◆ What you should do: Copy all the material that follows, keeping every character the same.

A block of data
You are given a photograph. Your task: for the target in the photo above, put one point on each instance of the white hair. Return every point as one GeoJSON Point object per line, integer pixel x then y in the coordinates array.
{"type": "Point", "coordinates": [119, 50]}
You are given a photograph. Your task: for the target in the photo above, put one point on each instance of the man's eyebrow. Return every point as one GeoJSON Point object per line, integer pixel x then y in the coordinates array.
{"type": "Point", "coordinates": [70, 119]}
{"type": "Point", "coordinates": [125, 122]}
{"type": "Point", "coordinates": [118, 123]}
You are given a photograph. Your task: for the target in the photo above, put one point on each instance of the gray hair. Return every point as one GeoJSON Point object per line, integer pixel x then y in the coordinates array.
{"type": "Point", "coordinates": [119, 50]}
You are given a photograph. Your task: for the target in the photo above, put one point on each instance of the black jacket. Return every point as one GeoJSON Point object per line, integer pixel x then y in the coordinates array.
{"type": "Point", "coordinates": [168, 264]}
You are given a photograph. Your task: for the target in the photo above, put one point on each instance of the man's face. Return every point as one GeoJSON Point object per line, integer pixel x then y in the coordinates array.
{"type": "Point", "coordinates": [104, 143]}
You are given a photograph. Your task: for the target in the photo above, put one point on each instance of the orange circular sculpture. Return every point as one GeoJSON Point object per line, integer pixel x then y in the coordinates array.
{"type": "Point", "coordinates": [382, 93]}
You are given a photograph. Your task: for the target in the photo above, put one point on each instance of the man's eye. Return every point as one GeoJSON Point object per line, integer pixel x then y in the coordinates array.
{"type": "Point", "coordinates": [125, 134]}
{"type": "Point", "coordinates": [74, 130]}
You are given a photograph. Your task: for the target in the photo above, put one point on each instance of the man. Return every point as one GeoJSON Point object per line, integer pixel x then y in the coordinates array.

◆ Solution for this problem:
You are given a photograph. Your task: for the target in the photo above, put one point on each instance of the white hair. Return every point as one GeoJSON Point object per line, integer pixel x then y in the coordinates array.
{"type": "Point", "coordinates": [119, 50]}
You are given a photograph. Your task: for the target in the photo above, put one point on each instance of the man's eyebrow. Return every point as one GeoJSON Point object per line, integer pixel x then y in the coordinates array.
{"type": "Point", "coordinates": [70, 119]}
{"type": "Point", "coordinates": [125, 122]}
{"type": "Point", "coordinates": [118, 123]}
You are given a photograph. Your task: for the target in the photo above, put one point on each instance of the gray hair. Return every point as one GeoJSON Point object per line, integer pixel x then y in the coordinates array.
{"type": "Point", "coordinates": [119, 50]}
You are given a photograph. Your task: for the target in the photo above, put one point on each instance of the black jacket. Return every point as one GeoJSON Point object per line, integer pixel x then y in the coordinates array.
{"type": "Point", "coordinates": [168, 264]}
You are given a photograph. Your task: for the target in the photo above, put one point on each instance of the man's face. Return every point as one GeoJSON Point object per line, integer pixel x then y in the coordinates array.
{"type": "Point", "coordinates": [104, 143]}
You are given a photograph. Your task: for the target in the photo above, put one point on each instance of the orange circular sculpture. Return every point as one GeoJSON Point object per line, integer pixel x then y in the coordinates array.
{"type": "Point", "coordinates": [382, 93]}
You are given a photograph. Your task: for the target in the photo above, put one point on each instance of the man's eye. Return every point as one GeoJSON Point object per line, integer pixel x then y in the coordinates array.
{"type": "Point", "coordinates": [125, 134]}
{"type": "Point", "coordinates": [74, 130]}
You are given a photograph. Your task: for the target in the photo above, put one point on each instance of the man. Return every point as one GeoJSON Point object per line, integer pixel x then y in the coordinates array.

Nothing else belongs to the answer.